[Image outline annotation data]
----
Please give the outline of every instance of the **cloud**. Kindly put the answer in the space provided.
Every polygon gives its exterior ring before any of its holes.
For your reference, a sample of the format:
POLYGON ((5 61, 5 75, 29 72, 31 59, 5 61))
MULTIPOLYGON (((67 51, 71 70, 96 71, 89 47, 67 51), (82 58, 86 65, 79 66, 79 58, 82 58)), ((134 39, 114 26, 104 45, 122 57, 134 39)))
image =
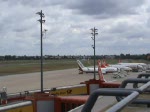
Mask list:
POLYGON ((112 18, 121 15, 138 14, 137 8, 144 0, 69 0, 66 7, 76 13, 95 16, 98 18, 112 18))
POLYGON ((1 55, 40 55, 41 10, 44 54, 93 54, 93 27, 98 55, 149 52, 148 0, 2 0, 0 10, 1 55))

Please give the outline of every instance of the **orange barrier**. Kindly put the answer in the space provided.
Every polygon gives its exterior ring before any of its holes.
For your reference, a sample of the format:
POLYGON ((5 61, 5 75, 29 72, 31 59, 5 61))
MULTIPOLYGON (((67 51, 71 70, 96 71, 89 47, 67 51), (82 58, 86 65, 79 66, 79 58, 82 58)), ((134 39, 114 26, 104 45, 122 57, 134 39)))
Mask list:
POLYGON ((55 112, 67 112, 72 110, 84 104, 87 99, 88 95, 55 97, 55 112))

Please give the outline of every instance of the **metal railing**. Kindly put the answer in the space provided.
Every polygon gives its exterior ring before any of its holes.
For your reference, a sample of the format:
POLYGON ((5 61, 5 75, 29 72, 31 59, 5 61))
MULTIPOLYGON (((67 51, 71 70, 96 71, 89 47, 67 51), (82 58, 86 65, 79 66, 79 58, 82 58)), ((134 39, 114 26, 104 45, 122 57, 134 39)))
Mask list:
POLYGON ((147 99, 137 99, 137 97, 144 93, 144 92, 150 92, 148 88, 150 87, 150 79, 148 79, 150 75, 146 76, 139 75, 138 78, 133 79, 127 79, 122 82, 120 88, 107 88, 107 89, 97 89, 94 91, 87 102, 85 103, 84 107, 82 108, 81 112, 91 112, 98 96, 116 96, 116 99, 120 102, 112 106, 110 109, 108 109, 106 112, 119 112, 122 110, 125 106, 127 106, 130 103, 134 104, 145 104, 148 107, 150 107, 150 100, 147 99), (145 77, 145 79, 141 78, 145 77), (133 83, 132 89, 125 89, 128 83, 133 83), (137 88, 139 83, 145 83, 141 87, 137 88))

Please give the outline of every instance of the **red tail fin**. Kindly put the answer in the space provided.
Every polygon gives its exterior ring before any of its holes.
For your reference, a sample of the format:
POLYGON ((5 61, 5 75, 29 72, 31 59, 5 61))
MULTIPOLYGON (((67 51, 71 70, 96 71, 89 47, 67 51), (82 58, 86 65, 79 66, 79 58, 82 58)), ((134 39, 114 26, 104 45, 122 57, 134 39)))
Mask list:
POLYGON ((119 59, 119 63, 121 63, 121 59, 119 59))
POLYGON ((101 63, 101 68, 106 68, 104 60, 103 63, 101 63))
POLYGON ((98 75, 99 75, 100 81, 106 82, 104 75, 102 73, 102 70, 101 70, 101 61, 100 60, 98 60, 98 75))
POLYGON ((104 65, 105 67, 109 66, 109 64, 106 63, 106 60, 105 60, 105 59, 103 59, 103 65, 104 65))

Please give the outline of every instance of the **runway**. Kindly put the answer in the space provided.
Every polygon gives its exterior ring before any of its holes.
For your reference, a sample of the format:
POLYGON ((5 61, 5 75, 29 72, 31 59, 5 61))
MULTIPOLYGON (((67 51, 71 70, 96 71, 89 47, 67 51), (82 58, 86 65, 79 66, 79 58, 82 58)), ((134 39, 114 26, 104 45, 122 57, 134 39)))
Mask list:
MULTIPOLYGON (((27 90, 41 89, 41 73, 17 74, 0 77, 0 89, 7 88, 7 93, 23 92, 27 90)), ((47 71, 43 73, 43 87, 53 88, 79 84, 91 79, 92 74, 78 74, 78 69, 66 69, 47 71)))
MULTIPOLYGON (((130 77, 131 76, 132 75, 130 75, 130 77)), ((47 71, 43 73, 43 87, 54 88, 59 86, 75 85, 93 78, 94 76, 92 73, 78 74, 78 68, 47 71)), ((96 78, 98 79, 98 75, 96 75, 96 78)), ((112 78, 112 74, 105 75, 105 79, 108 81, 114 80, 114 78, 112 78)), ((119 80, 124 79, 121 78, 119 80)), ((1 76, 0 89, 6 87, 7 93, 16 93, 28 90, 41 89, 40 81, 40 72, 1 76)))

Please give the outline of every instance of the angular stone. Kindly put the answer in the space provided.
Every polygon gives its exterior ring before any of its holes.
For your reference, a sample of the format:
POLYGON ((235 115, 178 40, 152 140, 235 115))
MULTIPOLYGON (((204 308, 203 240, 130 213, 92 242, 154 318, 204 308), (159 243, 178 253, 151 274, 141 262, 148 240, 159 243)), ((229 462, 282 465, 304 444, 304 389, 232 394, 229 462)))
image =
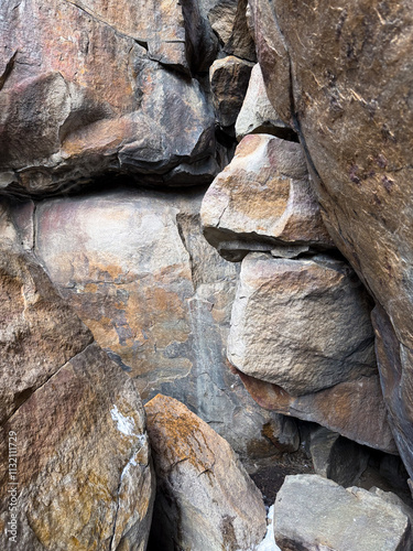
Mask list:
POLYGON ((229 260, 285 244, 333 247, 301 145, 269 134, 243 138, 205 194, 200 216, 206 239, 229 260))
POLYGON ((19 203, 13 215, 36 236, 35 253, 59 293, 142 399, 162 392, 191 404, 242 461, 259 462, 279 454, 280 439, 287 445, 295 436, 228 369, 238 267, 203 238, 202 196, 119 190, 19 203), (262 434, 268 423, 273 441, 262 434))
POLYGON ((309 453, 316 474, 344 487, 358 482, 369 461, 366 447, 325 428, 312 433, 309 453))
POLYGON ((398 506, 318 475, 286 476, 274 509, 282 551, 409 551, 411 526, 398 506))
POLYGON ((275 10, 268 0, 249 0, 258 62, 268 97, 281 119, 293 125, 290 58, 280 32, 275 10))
----
Retype all of the data above word for word, omitting the pictures.

[Answer for this exercise]
Please give the outline of every instance of the **cloud**. Kindly put the answer in the space provided.
Every polygon gives its exterior ring before any of its holes.
For your reference, a sample of the format:
POLYGON ((5 61, 5 75, 29 72, 31 59, 5 61))
MULTIPOLYGON (((67 51, 71 70, 96 71, 89 47, 67 51), (82 58, 86 65, 79 66, 79 58, 82 58)), ((134 39, 114 26, 104 45, 122 57, 134 39)))
image =
Mask list:
POLYGON ((112 18, 121 15, 138 14, 137 8, 144 0, 69 0, 66 7, 76 13, 95 16, 98 18, 112 18))
POLYGON ((1 55, 40 55, 41 10, 44 54, 93 54, 93 27, 98 55, 149 52, 148 0, 2 0, 0 10, 1 55))

Please give the outline of every instance of the **orange barrier**. Kindly put the answer in the space provided.
Every polygon gives its exterior ring before any of its holes.
For your reference, a sample of the format:
POLYGON ((5 61, 5 75, 29 72, 31 59, 5 61))
MULTIPOLYGON (((67 51, 71 70, 96 71, 89 47, 67 51), (82 58, 86 65, 79 66, 79 58, 82 58)), ((134 39, 114 26, 104 45, 122 57, 134 39)))
Mask list:
POLYGON ((55 112, 67 112, 72 110, 84 104, 87 99, 88 95, 55 97, 55 112))

Please give the outline of every instance of the **metal railing**. Kindly put the answer in the space provided.
Every polygon gives its exterior ring before any of its holes.
For your reference, a sample of the format:
POLYGON ((5 61, 5 75, 29 72, 31 59, 5 61))
MULTIPOLYGON (((67 51, 71 70, 96 71, 89 47, 67 51), (82 58, 86 65, 79 66, 79 58, 82 58)), ((134 39, 114 26, 104 45, 122 57, 134 39)))
Mask list:
POLYGON ((147 99, 137 99, 137 97, 144 93, 144 92, 150 92, 148 88, 150 87, 150 79, 148 79, 150 75, 146 76, 139 75, 138 78, 133 79, 127 79, 122 82, 120 88, 107 88, 107 89, 97 89, 94 91, 87 102, 85 103, 84 107, 82 108, 81 112, 91 112, 98 96, 116 96, 116 99, 120 102, 112 106, 110 109, 108 109, 106 112, 119 112, 122 110, 125 106, 127 106, 130 103, 134 104, 145 104, 148 107, 150 107, 150 100, 147 99), (145 77, 145 79, 141 78, 145 77), (133 83, 132 89, 125 89, 128 83, 133 83), (137 88, 139 83, 145 83, 141 87, 137 88))

Please give the outline of every instance of the **red tail fin**. Kindly put the answer in the space provided.
Every polygon gives its exterior ring before any of its holes.
For your reference, a sample of the format:
POLYGON ((5 61, 5 75, 29 72, 31 59, 5 61))
MULTIPOLYGON (((67 51, 71 70, 96 71, 89 47, 67 51), (82 58, 86 65, 79 66, 79 58, 82 58)), ((134 39, 114 26, 104 45, 122 57, 134 39)))
Mask list:
POLYGON ((119 59, 119 63, 121 63, 121 59, 119 59))
POLYGON ((101 63, 101 68, 106 68, 104 60, 103 63, 101 63))
POLYGON ((98 75, 99 75, 100 81, 106 82, 104 75, 102 73, 102 70, 101 70, 101 61, 100 60, 98 60, 98 75))
POLYGON ((104 65, 105 67, 109 66, 109 64, 106 63, 106 60, 105 60, 105 59, 103 59, 103 65, 104 65))

Please give the outline of every instance of the **runway**. Kindly put the answer in the space provided.
Every polygon gives its exterior ring before any of its holes.
For your reference, a sample of the format:
POLYGON ((5 61, 5 75, 29 72, 31 59, 5 61))
MULTIPOLYGON (((67 51, 71 70, 96 71, 89 47, 67 51), (82 58, 86 65, 79 66, 79 58, 82 58)), ((134 39, 114 26, 104 45, 122 57, 134 39)))
Mask list:
MULTIPOLYGON (((27 90, 41 89, 41 73, 17 74, 0 77, 0 89, 7 88, 7 93, 23 92, 27 90)), ((47 71, 43 73, 43 87, 53 88, 79 84, 91 79, 92 74, 78 74, 78 69, 66 69, 47 71)))
MULTIPOLYGON (((130 77, 131 76, 132 75, 130 75, 130 77)), ((47 71, 43 73, 43 87, 54 88, 59 86, 75 85, 93 78, 94 76, 92 73, 78 74, 78 68, 47 71)), ((96 78, 98 79, 98 75, 96 75, 96 78)), ((112 78, 112 74, 105 75, 105 79, 108 81, 114 80, 114 78, 112 78)), ((119 80, 124 79, 121 78, 119 80)), ((1 76, 0 89, 6 87, 7 93, 16 93, 28 90, 41 89, 40 81, 40 72, 1 76)))

Please give the outline of every instance of the angular stone. Kindly put the answer in the space provided.
Every polygon gives its exterior ring before any of its holes.
For your reference, a sample of the format:
POLYGON ((235 115, 178 40, 152 140, 235 115))
MULTIPOLYGON (((204 308, 203 240, 130 213, 92 242, 154 318, 204 308), (159 243, 178 253, 151 274, 141 262, 148 240, 159 243)), ((229 462, 282 465, 304 444, 304 389, 232 394, 229 462)))
image =
Mask list:
POLYGON ((229 260, 285 244, 333 247, 301 145, 269 134, 243 138, 205 194, 200 216, 206 239, 229 260))
POLYGON ((19 203, 13 215, 36 236, 35 253, 59 293, 142 399, 162 392, 191 404, 242 461, 259 462, 279 454, 280 439, 287 445, 295 436, 228 369, 238 267, 203 238, 202 196, 119 190, 19 203), (262 434, 268 423, 273 441, 262 434))
POLYGON ((309 453, 316 474, 344 487, 358 482, 369 461, 366 447, 325 428, 312 433, 309 453))
POLYGON ((398 506, 318 475, 286 476, 274 509, 282 551, 409 551, 411 526, 398 506))
POLYGON ((275 10, 268 0, 249 0, 258 62, 268 97, 281 119, 293 125, 290 58, 280 32, 275 10))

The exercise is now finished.